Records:
:::
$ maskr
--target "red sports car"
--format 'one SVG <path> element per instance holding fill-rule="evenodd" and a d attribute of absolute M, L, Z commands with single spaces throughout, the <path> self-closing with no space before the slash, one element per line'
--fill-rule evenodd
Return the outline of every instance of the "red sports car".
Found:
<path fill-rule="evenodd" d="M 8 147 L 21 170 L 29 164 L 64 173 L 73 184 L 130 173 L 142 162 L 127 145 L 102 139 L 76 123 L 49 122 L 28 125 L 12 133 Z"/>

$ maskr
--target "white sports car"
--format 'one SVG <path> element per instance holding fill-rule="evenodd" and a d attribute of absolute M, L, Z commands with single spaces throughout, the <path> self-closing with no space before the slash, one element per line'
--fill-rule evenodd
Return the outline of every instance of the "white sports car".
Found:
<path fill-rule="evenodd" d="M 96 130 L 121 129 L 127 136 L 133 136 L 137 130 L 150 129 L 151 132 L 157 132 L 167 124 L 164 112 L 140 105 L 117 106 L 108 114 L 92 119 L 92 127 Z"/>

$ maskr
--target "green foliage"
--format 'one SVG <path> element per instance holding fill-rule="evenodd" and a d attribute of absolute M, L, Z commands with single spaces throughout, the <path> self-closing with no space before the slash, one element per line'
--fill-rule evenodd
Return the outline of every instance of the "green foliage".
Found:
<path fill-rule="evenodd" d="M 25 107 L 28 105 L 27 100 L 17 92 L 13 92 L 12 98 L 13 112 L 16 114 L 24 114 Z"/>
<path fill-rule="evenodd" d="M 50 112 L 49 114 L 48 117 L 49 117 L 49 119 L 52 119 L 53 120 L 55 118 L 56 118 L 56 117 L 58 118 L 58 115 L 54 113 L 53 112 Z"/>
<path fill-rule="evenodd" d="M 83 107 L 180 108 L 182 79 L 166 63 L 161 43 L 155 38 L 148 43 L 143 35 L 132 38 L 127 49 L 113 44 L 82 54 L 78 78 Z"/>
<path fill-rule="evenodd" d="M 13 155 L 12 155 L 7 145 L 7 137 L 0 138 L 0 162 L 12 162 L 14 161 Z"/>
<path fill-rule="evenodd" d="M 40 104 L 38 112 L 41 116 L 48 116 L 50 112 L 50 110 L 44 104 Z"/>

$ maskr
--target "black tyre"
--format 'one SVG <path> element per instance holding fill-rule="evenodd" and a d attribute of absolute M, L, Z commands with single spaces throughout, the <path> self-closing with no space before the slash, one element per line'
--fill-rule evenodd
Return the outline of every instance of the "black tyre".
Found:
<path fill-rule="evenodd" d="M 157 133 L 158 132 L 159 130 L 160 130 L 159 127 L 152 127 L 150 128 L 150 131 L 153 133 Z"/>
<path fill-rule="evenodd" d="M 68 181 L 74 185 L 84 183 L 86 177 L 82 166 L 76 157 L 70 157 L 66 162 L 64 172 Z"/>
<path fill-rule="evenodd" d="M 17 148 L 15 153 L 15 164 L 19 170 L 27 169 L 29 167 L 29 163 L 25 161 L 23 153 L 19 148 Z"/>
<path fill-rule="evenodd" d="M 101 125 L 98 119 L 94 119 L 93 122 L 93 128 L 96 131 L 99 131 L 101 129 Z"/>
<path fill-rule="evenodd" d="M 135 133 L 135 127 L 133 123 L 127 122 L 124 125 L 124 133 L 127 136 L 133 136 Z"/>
:::
Description of the task:
Write out every line of the items above verbatim, with no changes of any kind.

Response below:
$ maskr
--target "red sports car"
--format 'one SVG <path> element per instance holding fill-rule="evenodd" and a d attribute of absolute M, L, Z commands with single spaces throughout, the <path> self-closing with no space before the slash, one element per line'
--fill-rule evenodd
Return the outline of every instance of the "red sports car".
Found:
<path fill-rule="evenodd" d="M 8 147 L 21 170 L 29 164 L 64 173 L 73 184 L 130 173 L 142 162 L 127 145 L 102 139 L 76 123 L 49 122 L 28 125 L 12 133 Z"/>

$ maskr
--target "white sports car"
--format 'one SVG <path> element per instance holding fill-rule="evenodd" and a d attribute of absolute M, L, Z commands with single spaces throughout, the <path> self-closing with no space before the slash, one element per line'
--fill-rule evenodd
Return the outline of every instance of the "white sports car".
Found:
<path fill-rule="evenodd" d="M 96 130 L 121 129 L 127 136 L 133 136 L 137 130 L 150 129 L 151 132 L 157 132 L 167 124 L 164 112 L 140 105 L 117 106 L 108 114 L 92 119 L 92 127 Z"/>

$ maskr
--target "green foliage"
--format 'one SVG <path> element per instance holding fill-rule="evenodd" and a d attribute of absolute M, L, Z commands with single spaces throughout, the <path> self-closing with no space before the slash, one element per line'
--fill-rule evenodd
Return the outline of every instance of the "green foliage".
Found:
<path fill-rule="evenodd" d="M 25 107 L 28 105 L 27 100 L 17 92 L 13 92 L 12 98 L 13 112 L 16 114 L 24 114 Z"/>
<path fill-rule="evenodd" d="M 50 112 L 49 114 L 48 117 L 49 117 L 49 119 L 52 119 L 53 120 L 55 118 L 56 118 L 56 117 L 58 118 L 58 115 L 54 113 L 53 112 Z"/>
<path fill-rule="evenodd" d="M 83 107 L 180 108 L 182 79 L 166 63 L 161 43 L 155 38 L 148 43 L 143 35 L 132 38 L 127 49 L 113 44 L 82 54 L 78 78 Z"/>
<path fill-rule="evenodd" d="M 13 155 L 12 155 L 7 145 L 7 137 L 0 138 L 0 162 L 12 162 L 14 161 Z"/>
<path fill-rule="evenodd" d="M 40 104 L 38 112 L 41 116 L 48 116 L 50 112 L 50 110 L 44 104 Z"/>

$ maskr
--target "black tyre"
--format 'one SVG <path> element per instance holding fill-rule="evenodd" and a d attribute of absolute M, L, Z commands with single spaces throughout, the <path> self-closing with no space before the slash, one element per line'
--fill-rule evenodd
Return the outline of every instance of the "black tyre".
Found:
<path fill-rule="evenodd" d="M 157 133 L 158 132 L 159 130 L 160 130 L 159 127 L 152 127 L 150 128 L 150 131 L 153 133 Z"/>
<path fill-rule="evenodd" d="M 68 181 L 74 185 L 84 183 L 86 177 L 82 166 L 76 157 L 70 157 L 66 162 L 64 172 Z"/>
<path fill-rule="evenodd" d="M 17 148 L 15 153 L 15 164 L 19 170 L 27 169 L 29 167 L 29 163 L 25 161 L 23 153 L 19 148 Z"/>
<path fill-rule="evenodd" d="M 101 125 L 98 119 L 94 119 L 93 122 L 93 128 L 96 131 L 99 131 L 101 129 Z"/>
<path fill-rule="evenodd" d="M 135 133 L 135 127 L 133 123 L 127 122 L 124 125 L 124 133 L 127 136 L 133 136 Z"/>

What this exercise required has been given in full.